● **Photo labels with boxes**
▬▬▬▬▬▬▬▬▬▬
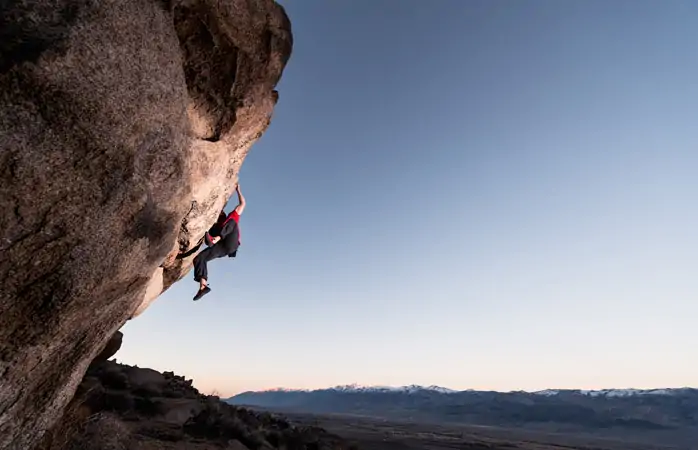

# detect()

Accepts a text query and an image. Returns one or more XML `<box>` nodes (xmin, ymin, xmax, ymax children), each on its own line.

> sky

<box><xmin>116</xmin><ymin>0</ymin><xmax>698</xmax><ymax>395</ymax></box>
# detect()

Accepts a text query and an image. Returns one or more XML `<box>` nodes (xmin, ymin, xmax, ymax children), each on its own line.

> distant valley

<box><xmin>227</xmin><ymin>385</ymin><xmax>698</xmax><ymax>443</ymax></box>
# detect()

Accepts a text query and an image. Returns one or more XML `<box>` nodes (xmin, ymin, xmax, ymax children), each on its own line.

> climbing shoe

<box><xmin>194</xmin><ymin>286</ymin><xmax>211</xmax><ymax>301</ymax></box>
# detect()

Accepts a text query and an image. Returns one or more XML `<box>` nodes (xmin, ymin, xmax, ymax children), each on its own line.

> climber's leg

<box><xmin>194</xmin><ymin>241</ymin><xmax>228</xmax><ymax>300</ymax></box>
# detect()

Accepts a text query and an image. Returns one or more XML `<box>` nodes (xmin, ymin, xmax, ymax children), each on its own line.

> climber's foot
▬▬▬▬▬▬▬▬▬▬
● **Directions**
Set down each of the records above exactly as its lines appear, omitting the pictures.

● **The answer**
# detect()

Accepts a text query and an image. Returns one or more XML `<box>` nodes (xmin, ymin, xmax, ymax children), each on its own line.

> sky

<box><xmin>116</xmin><ymin>0</ymin><xmax>698</xmax><ymax>395</ymax></box>
# detect()

Accepts a text query and an image. Returns one or more XML `<box>` nodes (xmin, ymin, xmax, ymax children), each on its own line.

> distant valley

<box><xmin>227</xmin><ymin>385</ymin><xmax>698</xmax><ymax>443</ymax></box>
# detect()

Accepts a text query and an image. Returns one or more XML `<box>` nodes (xmin, ymin, xmax, ymax children), each on its own line.

> climbing shoe

<box><xmin>194</xmin><ymin>286</ymin><xmax>211</xmax><ymax>301</ymax></box>
# detect()

Accepts a text query and an image. Returns one or more XML `<box>` nodes (xmin, ymin, xmax, ymax children), each on its own line.

> climber's leg

<box><xmin>194</xmin><ymin>241</ymin><xmax>228</xmax><ymax>300</ymax></box>
# detect()

Accepts a text query and an image. Returns one or more XML `<box>` nodes (xmin, ymin, xmax, ymax children), each on its own line.

> climber's foot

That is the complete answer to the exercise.